◆ Exercise tasks:
#1 According to the church photography piece, what three things does a camera capture? List them.
#2 Decide whether each statement agrees with the church photography piece, answering yes or no and quoting the words that decide it: (a) When taking photos in a church, the writer usually has the place alone. (b) The writer was always good at keeping a sketchbook along. (c) The design teacher had trained in Paris.
#3 Extend the church photography piece, picking up after its final sentence.

◆ Selected excerpt:
One of the things I love the most about traveling and visiting churches is taking photos. The photos serve as a reminder of the beauty that is to be seen in places created for worship. Most of the time when I take photos in a church, I have the place to myself. I can take my time, enjoying the peace and solitude of the church. It allows time to be still and to contemplate. But there is also another reason that I love to visit churches and to take photos. And the reason for that is the inspiration they provide for future Ecclesiastical Sewing Projects! Now you may rightly ask, how did I ever get started at this? It all happened “Once upon a time………”
Sources for Church Embroidery Design inspiration
Years ago, more than I like to remember now, I had a most inspiring design teacher in college. She was from Persia (Iran), had trained and worked in Paris, and she was a delight! I remember her constant admonitions to always have a pencil and notebook along to make a quick sketch of things we see everyday. “The world is filled with beauty and inspiration. We only have to see and look for it in the unexpected details of life.” Now, I admit that I was never very good at having said sketch book along, and worse yet, remembering to pull it out when I saw something lovely. But as is often the case, the lessons we fail to heed in youth, we learn to treasure with the passing years of experience.
Today, rather than keep a sketchbook with me all times, I prefer to carry my camera because it has many advantages over paper and pencil. It is much faster, captures colors, and lighting, and most importantly, details one might often miss with the eye. And, I should mention, it keeps family members happy, too! They are content to give me a few moments to take photos. But if it were sketchbook, pencils, and hours of drawing, rebellion would break forth, along with a refusal to visit any more churches during our travels. So, if you are wondering where this might be leading, let me take you back to my recent visit to the St. Leo’s Monastery in Florida.

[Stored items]
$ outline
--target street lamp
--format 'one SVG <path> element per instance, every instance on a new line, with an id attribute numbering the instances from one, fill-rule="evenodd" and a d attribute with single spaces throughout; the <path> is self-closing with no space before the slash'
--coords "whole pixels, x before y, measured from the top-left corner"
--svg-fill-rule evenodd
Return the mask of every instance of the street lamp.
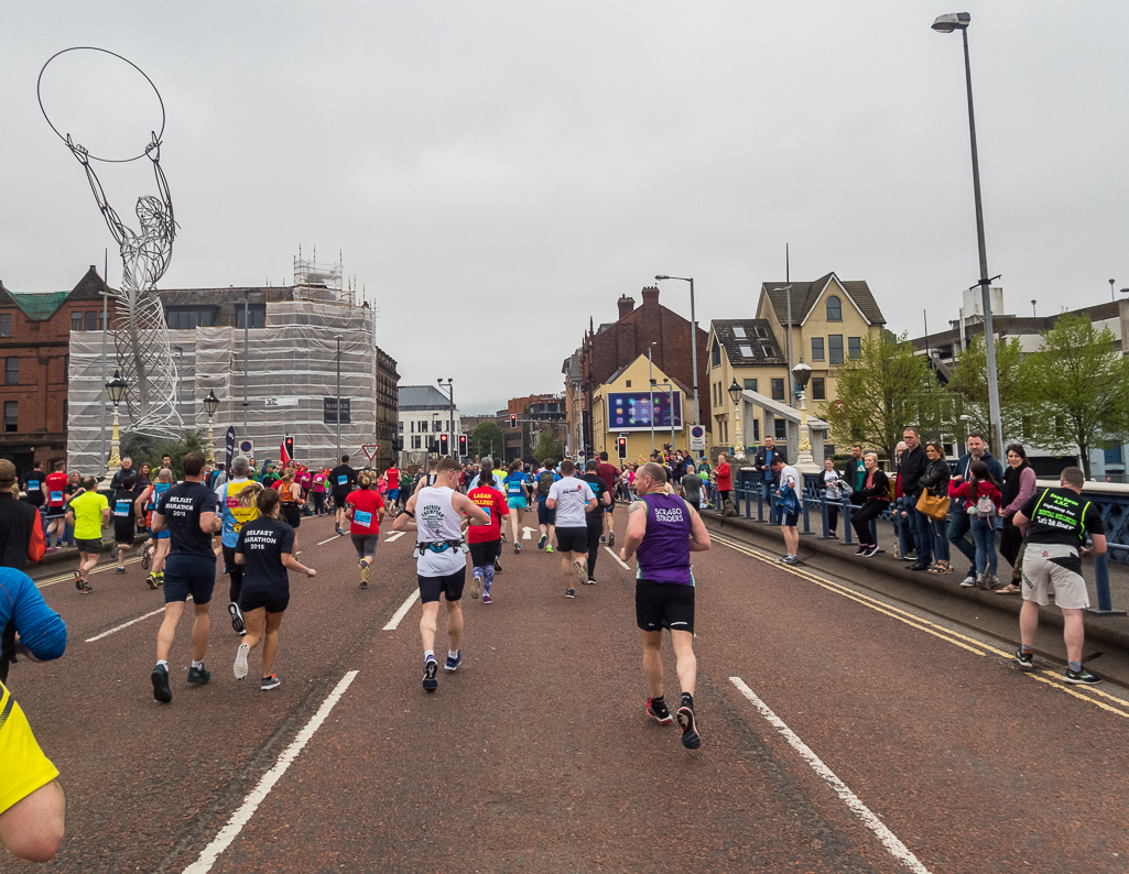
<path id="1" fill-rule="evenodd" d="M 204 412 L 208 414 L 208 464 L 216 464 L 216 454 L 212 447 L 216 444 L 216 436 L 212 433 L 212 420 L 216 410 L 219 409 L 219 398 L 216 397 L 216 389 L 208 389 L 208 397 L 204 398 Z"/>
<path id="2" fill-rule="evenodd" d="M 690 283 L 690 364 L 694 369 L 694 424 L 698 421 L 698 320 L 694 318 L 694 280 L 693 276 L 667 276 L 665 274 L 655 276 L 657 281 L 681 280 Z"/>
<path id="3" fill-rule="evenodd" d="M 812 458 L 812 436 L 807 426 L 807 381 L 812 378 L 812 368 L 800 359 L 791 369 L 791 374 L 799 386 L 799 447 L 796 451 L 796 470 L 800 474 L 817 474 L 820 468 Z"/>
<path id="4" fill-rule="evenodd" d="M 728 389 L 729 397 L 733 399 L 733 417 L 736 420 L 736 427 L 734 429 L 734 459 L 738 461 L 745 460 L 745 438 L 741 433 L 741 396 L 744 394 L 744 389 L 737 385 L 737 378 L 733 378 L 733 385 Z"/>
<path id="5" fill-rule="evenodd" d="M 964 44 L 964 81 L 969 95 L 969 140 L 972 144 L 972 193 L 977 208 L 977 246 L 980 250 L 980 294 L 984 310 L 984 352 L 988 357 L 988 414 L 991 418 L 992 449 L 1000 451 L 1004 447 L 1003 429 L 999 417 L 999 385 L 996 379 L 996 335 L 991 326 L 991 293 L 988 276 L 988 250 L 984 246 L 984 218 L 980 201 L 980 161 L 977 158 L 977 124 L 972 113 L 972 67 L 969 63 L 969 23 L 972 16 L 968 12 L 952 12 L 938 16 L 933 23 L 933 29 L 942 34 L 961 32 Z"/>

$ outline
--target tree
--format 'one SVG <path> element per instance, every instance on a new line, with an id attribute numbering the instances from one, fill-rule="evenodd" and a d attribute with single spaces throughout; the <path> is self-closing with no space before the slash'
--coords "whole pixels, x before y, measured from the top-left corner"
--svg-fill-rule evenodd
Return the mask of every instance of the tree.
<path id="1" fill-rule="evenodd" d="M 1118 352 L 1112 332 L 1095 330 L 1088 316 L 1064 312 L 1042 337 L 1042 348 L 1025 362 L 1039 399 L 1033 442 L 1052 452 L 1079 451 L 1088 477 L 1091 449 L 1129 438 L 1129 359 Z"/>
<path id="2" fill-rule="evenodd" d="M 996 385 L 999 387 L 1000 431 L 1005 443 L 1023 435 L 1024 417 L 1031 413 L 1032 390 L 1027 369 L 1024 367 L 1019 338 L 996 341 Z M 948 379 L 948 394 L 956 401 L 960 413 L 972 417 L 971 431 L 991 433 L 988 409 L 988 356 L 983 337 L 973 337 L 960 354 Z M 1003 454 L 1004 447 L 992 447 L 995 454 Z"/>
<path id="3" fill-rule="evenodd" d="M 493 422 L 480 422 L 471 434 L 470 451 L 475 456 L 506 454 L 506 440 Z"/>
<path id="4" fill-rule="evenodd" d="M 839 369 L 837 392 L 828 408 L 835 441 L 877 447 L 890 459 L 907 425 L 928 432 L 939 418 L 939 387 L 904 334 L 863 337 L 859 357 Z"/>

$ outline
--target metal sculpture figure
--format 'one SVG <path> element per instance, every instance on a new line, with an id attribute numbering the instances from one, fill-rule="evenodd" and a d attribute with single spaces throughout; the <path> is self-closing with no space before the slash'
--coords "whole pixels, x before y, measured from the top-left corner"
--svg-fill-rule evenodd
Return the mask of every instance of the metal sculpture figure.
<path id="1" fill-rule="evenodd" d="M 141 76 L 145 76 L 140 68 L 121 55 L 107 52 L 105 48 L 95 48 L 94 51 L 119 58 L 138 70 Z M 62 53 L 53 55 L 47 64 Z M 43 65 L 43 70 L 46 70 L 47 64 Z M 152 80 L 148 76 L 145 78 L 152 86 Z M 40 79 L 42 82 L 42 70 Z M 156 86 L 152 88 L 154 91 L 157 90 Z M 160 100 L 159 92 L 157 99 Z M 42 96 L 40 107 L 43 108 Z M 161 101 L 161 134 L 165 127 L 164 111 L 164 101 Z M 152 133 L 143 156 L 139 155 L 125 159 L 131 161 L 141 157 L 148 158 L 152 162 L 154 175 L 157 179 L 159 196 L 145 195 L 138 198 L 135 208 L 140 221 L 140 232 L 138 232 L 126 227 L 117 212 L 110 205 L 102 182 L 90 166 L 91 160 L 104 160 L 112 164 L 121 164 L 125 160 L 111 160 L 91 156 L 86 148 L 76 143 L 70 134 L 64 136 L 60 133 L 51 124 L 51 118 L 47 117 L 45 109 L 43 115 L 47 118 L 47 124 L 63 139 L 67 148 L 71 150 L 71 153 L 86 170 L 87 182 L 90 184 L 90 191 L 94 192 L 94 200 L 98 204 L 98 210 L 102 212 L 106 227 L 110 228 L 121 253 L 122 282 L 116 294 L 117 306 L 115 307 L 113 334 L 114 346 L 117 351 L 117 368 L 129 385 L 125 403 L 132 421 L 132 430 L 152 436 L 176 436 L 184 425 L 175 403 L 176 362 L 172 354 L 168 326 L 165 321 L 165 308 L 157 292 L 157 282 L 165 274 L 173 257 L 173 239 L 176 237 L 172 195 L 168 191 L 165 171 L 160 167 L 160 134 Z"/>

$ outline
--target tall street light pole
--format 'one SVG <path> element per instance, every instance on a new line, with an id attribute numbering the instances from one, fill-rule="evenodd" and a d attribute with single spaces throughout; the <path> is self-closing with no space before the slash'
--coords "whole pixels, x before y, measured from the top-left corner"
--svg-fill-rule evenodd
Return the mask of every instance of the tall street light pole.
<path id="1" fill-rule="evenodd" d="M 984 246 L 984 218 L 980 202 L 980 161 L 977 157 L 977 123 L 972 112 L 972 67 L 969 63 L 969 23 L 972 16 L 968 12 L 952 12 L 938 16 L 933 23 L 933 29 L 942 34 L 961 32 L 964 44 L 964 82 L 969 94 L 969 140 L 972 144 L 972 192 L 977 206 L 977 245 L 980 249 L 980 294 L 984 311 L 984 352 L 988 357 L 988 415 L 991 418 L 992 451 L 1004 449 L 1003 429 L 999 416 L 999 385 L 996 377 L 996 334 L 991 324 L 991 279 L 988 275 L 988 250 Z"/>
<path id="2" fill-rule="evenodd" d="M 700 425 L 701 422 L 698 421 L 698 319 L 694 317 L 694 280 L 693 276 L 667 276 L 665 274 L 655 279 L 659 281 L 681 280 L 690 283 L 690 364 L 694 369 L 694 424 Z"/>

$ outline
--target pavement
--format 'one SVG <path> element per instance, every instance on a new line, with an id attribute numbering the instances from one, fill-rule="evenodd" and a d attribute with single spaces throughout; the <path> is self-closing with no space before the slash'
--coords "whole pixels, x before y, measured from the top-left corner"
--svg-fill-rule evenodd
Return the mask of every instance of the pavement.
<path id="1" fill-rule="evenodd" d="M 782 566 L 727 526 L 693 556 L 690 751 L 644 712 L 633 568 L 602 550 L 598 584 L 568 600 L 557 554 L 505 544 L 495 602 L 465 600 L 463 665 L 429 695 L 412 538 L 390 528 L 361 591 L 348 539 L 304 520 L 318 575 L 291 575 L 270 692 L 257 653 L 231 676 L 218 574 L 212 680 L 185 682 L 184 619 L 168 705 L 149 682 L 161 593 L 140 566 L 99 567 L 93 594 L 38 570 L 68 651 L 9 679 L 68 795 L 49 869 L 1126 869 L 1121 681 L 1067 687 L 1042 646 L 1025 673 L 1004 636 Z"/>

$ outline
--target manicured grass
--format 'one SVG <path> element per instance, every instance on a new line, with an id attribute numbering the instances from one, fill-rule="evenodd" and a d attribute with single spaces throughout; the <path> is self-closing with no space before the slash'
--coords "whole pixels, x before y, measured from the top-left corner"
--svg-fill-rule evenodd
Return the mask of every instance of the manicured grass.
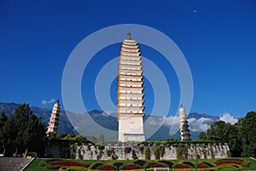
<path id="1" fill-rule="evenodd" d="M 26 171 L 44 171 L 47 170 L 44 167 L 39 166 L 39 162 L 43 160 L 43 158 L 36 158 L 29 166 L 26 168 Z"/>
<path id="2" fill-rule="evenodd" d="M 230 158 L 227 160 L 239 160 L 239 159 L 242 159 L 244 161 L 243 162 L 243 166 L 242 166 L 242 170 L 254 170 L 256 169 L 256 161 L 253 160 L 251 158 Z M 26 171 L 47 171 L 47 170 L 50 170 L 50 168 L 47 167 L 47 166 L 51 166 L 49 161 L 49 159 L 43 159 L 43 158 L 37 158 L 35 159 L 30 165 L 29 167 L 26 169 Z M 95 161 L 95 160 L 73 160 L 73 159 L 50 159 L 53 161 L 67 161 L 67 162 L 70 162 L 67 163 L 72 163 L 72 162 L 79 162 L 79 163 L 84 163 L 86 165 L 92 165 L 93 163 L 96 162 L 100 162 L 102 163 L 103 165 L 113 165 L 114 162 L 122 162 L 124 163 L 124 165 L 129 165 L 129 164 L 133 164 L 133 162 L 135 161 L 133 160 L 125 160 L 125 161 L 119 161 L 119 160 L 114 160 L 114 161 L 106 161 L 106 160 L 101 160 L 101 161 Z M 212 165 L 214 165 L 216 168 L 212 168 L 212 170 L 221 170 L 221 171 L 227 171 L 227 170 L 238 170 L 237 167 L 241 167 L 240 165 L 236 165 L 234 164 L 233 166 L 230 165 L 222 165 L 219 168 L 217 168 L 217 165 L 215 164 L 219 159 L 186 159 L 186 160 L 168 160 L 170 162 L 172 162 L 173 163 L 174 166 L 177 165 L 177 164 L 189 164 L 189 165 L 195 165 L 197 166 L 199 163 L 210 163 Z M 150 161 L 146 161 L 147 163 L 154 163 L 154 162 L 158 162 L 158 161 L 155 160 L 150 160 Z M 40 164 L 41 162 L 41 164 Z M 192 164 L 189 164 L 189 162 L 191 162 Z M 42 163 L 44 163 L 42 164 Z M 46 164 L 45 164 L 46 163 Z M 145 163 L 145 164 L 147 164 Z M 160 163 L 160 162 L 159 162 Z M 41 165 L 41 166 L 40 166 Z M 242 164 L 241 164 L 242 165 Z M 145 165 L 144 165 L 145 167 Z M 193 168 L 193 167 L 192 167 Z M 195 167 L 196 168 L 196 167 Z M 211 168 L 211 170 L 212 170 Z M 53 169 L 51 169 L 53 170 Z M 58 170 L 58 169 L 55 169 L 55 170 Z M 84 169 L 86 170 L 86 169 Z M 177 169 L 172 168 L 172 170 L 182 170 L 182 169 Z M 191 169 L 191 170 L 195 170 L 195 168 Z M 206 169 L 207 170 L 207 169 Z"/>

---

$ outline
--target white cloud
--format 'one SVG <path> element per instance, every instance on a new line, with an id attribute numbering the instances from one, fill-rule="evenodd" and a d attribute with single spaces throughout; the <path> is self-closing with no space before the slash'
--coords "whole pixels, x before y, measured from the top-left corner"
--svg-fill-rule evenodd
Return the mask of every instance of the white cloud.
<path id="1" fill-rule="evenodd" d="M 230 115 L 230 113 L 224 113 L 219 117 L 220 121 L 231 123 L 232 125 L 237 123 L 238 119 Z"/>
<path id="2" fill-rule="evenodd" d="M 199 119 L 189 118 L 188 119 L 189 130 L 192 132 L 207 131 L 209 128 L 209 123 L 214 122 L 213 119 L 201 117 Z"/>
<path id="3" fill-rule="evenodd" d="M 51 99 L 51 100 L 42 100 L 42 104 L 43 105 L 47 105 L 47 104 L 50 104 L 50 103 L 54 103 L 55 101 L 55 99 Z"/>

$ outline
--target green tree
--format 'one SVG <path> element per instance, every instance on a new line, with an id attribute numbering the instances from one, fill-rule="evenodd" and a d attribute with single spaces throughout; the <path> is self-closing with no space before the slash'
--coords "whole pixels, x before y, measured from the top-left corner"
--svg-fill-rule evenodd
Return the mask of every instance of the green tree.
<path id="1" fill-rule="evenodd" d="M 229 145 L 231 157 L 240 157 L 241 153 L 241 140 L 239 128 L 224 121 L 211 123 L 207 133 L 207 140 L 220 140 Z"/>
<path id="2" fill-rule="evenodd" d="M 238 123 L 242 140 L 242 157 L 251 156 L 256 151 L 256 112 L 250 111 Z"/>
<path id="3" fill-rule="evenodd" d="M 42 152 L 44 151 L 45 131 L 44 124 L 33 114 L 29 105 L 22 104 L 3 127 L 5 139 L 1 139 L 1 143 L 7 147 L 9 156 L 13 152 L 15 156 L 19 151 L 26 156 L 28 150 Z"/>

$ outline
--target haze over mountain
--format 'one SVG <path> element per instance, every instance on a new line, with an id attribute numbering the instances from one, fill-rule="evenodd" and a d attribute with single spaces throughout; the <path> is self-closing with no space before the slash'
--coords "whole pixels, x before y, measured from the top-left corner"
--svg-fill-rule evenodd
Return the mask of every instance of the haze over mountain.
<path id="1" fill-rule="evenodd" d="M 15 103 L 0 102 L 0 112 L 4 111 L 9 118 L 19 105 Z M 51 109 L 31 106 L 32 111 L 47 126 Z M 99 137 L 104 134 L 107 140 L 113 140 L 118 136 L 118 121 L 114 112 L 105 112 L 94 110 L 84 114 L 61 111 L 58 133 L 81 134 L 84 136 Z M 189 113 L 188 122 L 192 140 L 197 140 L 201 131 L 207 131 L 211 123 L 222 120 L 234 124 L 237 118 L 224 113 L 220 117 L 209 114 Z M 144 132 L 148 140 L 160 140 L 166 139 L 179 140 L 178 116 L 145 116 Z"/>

---

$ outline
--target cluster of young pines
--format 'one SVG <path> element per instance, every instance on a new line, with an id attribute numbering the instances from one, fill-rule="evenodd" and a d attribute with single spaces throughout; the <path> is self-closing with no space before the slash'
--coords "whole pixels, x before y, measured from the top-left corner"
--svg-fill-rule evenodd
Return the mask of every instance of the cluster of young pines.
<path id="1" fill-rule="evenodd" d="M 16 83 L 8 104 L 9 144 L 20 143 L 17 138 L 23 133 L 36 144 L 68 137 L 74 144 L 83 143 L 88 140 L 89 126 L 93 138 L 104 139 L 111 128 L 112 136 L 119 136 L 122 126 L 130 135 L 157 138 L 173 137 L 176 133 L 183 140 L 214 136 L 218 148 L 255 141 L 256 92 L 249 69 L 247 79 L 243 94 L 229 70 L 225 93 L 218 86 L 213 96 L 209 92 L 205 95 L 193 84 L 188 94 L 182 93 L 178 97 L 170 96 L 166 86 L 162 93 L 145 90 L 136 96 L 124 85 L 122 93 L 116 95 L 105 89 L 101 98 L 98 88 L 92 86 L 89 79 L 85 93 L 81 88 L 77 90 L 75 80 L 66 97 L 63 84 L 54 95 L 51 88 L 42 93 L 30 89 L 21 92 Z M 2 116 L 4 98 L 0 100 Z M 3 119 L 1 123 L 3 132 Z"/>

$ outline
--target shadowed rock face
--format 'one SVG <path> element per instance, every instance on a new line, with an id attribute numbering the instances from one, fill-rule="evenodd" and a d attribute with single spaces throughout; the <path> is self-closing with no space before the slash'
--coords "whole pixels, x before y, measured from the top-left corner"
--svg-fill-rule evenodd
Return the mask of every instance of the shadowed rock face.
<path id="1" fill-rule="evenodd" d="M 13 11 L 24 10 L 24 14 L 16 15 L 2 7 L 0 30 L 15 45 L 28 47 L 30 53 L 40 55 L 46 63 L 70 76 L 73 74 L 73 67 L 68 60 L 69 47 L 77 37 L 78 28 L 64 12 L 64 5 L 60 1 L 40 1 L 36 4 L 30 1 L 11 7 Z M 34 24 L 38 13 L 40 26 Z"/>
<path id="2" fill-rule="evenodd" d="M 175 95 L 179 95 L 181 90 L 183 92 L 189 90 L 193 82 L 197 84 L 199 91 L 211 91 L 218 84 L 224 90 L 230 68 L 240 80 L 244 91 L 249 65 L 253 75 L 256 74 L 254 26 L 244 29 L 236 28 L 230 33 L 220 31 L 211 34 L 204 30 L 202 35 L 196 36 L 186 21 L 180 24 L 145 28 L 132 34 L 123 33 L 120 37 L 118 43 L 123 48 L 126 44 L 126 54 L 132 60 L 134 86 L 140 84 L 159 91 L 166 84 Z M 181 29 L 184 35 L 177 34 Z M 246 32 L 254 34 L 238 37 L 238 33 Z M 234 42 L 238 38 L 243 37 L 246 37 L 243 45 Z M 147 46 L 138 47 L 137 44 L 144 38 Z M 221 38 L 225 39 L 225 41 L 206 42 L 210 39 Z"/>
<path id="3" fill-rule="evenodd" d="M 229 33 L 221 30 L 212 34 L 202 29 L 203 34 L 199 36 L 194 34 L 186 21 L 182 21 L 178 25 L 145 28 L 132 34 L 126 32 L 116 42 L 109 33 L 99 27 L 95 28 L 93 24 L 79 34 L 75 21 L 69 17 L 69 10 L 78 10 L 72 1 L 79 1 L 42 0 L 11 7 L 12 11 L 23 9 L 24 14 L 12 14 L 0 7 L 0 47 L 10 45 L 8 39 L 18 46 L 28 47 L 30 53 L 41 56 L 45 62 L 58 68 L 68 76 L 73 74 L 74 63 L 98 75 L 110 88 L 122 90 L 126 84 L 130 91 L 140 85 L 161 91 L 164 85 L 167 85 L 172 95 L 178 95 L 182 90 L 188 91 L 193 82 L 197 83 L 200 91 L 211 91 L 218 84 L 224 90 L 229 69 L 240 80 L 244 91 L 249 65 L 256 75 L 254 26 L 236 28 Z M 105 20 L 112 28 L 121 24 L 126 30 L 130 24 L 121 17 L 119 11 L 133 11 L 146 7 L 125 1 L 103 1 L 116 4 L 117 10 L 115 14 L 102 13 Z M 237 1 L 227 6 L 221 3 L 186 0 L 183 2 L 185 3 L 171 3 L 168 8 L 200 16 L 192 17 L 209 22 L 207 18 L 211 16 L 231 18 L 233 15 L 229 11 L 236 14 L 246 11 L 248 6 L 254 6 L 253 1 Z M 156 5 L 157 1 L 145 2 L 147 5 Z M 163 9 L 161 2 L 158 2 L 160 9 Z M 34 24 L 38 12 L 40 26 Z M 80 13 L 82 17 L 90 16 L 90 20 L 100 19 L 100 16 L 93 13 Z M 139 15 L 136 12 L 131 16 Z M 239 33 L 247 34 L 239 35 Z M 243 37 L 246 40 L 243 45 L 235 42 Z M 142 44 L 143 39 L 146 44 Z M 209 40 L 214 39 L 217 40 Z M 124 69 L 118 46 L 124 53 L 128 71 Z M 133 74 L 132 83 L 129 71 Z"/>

◆ Written answers:
#1
- Colors
- Lighting
- Details one might often miss with the eye

#2
(a) Yes: "Most of the time when I take photos in a church, I have the place to myself."
(b) No: "I admit that I was never very good at having said sketch book along"
(c) Yes: "had trained and worked in Paris"

#3
At first glance, there may not appear to much in the way of interest in the façade of this chapel, but the camera with a nice zoom lens, sees what the eye misses. Let’s play a quick game of “Eye Spy” but I won’t bore you with a thousand photos. On the left is a tower with a cross at the top, below which there is a window with a rail that has a cross on either end. These details are nice, but nothing too terribly unusual. The window to the left of the main door has clear glass panes which create a cross shape. Above the door, the roof peak has a cross, and nice molding. There is a rose window, and underneath that, the lintel above the door has carvings of Alpha, Omega, and Chi Rho. These details would have been missed but for the camera lens.
And of course, this caught my attention. Who could miss this? It is a lovely mosaic of Christ holding a book with the words “Ego Dominus Et Magister.” From a design standpoint, there are a few details in the mosaic that might provide interesting inspiration for some future design work. What might that be you may well ask?
Let’s dig a little deeper, and look a little closer. There is the numbis with the cross and diamond border. Just imagine how beautifully that nimbus would translate in hand embroidered silk and gold threads. And the orphrey or colored band on Christ’s right shoulder is simple yet very nice. Don’t forget the lovely clouds filled with swirling movement. As I look at all of the wonderful details captured in this one photo, there is still more that catches my wondering eye.
Take a close look at the border of this mosaic. It has a scroll motif, and a cross framed with an oval shape. Hummmm…….I could make something of that. It would be simple – let’s give it a try. A quick import of the file to my graphics program, and an hour or so later, here is the result.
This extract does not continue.